▸ Exercise aim
Count how many lines in the items below contain the string "distant". Matching is case-sensitive, and the reply should be the number alone.

▸ Input rows
________________

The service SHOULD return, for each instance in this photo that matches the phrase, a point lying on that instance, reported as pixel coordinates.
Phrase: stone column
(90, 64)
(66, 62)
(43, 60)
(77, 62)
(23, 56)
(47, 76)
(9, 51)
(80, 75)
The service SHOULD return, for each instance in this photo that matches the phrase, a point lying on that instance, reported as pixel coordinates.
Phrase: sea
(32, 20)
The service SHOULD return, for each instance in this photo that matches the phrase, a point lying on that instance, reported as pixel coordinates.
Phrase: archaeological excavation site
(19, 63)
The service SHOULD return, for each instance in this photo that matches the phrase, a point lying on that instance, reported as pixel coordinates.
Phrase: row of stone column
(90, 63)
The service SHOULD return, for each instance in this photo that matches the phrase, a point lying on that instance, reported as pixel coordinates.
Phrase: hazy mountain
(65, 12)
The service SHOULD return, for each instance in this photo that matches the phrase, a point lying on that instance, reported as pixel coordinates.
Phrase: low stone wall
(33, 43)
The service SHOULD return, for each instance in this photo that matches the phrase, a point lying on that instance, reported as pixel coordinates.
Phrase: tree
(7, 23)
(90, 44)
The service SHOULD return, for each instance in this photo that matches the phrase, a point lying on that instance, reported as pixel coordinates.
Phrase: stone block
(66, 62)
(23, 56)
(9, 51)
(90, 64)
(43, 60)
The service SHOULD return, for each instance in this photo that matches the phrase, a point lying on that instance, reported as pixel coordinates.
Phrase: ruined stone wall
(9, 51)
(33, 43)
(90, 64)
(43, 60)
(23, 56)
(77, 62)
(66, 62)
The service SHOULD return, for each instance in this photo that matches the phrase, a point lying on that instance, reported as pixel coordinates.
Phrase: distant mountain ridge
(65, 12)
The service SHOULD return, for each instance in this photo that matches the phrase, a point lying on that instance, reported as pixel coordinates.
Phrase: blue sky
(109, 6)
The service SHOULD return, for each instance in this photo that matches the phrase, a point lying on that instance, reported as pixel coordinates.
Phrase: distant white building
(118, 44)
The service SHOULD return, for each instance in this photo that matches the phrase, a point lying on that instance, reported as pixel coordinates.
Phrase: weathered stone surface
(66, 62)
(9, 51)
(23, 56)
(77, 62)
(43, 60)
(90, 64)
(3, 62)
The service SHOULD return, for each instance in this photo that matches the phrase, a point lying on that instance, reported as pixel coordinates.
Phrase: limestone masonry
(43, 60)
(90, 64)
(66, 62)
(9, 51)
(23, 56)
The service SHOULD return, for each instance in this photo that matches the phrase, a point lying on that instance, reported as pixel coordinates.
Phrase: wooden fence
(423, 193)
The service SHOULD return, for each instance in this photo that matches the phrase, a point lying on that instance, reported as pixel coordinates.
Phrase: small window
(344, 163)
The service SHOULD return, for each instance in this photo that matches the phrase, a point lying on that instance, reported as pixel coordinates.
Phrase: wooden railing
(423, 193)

________________

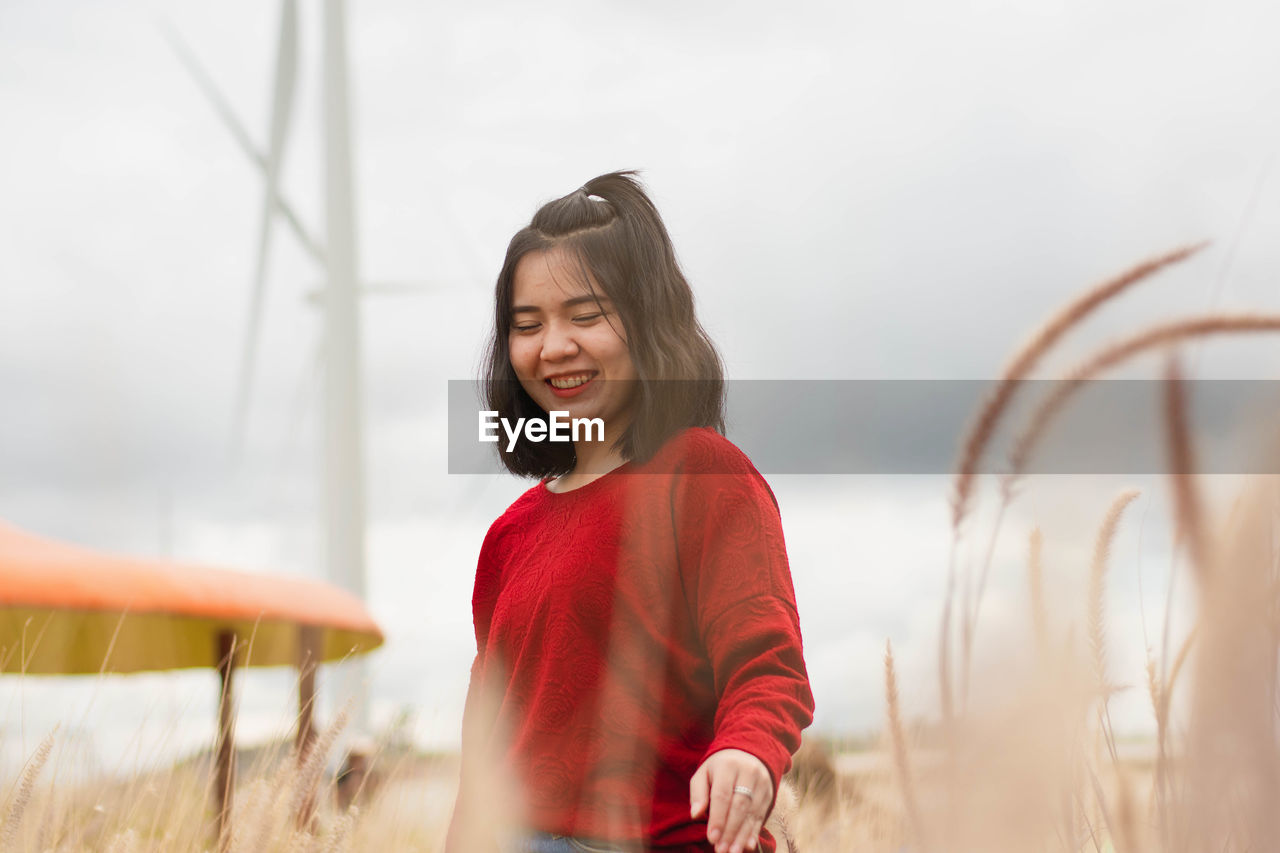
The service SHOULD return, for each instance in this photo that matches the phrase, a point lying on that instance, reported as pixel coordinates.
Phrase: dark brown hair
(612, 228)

________________

▸ Final result
2